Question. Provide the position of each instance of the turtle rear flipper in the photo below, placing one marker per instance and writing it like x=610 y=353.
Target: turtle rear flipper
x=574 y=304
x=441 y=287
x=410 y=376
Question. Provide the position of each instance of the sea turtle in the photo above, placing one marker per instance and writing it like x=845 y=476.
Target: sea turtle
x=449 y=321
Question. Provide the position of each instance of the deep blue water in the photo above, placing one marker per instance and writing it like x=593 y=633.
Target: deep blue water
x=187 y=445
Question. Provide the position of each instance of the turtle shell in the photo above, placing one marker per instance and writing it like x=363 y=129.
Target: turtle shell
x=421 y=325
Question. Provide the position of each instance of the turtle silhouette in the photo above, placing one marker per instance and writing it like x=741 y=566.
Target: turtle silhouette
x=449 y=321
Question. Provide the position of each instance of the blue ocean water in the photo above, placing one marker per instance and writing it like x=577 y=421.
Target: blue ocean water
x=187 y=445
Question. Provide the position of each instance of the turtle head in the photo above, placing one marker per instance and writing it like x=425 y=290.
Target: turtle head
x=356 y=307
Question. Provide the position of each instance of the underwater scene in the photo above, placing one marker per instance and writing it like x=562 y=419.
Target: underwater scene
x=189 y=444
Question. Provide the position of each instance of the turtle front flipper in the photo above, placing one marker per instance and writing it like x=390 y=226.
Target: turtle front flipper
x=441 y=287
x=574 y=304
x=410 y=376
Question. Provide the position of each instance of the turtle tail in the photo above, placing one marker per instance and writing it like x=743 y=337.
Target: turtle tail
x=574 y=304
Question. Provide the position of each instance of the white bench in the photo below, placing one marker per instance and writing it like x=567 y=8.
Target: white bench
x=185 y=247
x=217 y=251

### What needs to be done
Copy out all the records above again, swapping every "turtle" for "tortoise" and changing nothing else.

### Exercise response
Question. Provide the position of each instance of the tortoise rear flipper in the photo below, placing one marker per instance and writing it like x=610 y=353.
Target: tortoise rear flipper
x=574 y=304
x=441 y=287
x=410 y=376
Question. Provide the position of each instance of the sea tortoise in the photo above, placing one marker per instance and writing it like x=845 y=476.
Target: sea tortoise
x=449 y=321
Question. Provide the position of each instance of the deep blue water in the photo above, placing one marker per instance and writing it like x=593 y=633.
Target: deep blue water
x=187 y=445
Question. Provide the position of each instance of the tortoise shell in the photo above, placing one marker per instance and writing it like x=363 y=129.
Target: tortoise shell
x=421 y=325
Question. Provide the position of each instance of the tortoise silhouette in the photo above, placing one marker per instance and writing it like x=741 y=566.
Target: tortoise silhouette
x=449 y=321
Question. Provide the position of each instance of the blue ocean water in the photo above, placing one marker per instance and writing it like x=577 y=421.
Target: blue ocean water
x=187 y=445
Question. Provide the position of each instance of the tortoise head in the photo above, placing one marker per instance and writing it like x=425 y=290.
Target: tortoise head
x=356 y=307
Question. Provide the position of each instance of the underwater scene in the photo above, placing one marker per instance and writing it like x=562 y=419.
Target: underwater scene
x=189 y=444
Question. Provide the position of each instance of the tortoise front flipper in the photo above, placing one marker per instance and writing it like x=390 y=226.
Target: tortoise front flipper
x=441 y=287
x=574 y=304
x=410 y=376
Question. Provide the position of each instance of the tortoise tail in the photo above, placing one marker per instance and writing it like x=743 y=337.
Target: tortoise tail
x=574 y=304
Question. Provide the position of each instance of the white bench in the photo below, placing one marker per instance and writing it like x=567 y=8.
Target: white bench
x=185 y=247
x=217 y=251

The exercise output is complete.